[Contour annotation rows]
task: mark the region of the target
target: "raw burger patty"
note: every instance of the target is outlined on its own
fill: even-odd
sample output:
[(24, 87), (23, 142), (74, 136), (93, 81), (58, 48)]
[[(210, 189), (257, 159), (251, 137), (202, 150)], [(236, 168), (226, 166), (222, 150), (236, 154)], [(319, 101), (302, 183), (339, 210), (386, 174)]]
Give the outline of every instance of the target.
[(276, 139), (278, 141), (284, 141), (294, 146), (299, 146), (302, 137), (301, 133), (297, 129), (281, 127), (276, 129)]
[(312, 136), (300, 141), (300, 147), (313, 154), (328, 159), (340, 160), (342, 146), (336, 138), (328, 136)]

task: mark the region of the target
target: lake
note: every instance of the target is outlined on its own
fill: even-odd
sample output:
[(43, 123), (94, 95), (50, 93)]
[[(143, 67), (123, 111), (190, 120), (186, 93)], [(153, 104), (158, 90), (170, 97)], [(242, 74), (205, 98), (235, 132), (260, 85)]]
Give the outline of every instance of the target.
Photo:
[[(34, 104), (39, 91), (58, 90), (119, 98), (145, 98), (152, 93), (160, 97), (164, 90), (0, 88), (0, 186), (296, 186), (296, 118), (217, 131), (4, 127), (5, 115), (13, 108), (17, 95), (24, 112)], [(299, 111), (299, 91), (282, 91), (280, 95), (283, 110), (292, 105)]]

» Brief:
Copy all of the rows above word for word.

» Answer to the problem:
task: mark the region of the target
target: "raw burger patty"
note: every instance of the target is outlined on its own
fill: even-odd
sample output:
[(24, 87), (23, 142), (74, 136), (93, 81), (58, 48)]
[[(210, 189), (257, 159), (251, 137), (202, 150)], [(236, 168), (226, 166), (222, 150), (236, 154)], [(319, 101), (302, 183), (339, 210), (386, 174)]]
Give the outline of every instance of the target.
[(276, 139), (278, 141), (284, 141), (294, 146), (299, 146), (302, 137), (301, 133), (297, 129), (281, 127), (276, 129)]
[(312, 136), (300, 141), (300, 147), (313, 154), (328, 159), (340, 160), (342, 146), (336, 138), (328, 136)]

task: mark the region of the target
target: lake
note: every instance of the target is outlined on its own
fill: even-odd
sample output:
[(43, 123), (94, 95), (50, 93)]
[[(143, 67), (123, 111), (190, 120), (186, 93)], [(153, 104), (158, 90), (170, 97)], [(242, 74), (205, 98), (235, 132), (260, 85)]]
Give the outline of every instance of the target.
Photo:
[[(34, 104), (39, 91), (58, 90), (119, 98), (145, 98), (152, 93), (160, 97), (164, 90), (0, 88), (0, 186), (296, 186), (296, 118), (217, 131), (4, 127), (5, 115), (13, 108), (17, 95), (24, 112)], [(299, 111), (299, 91), (282, 91), (280, 95), (283, 110), (292, 105)]]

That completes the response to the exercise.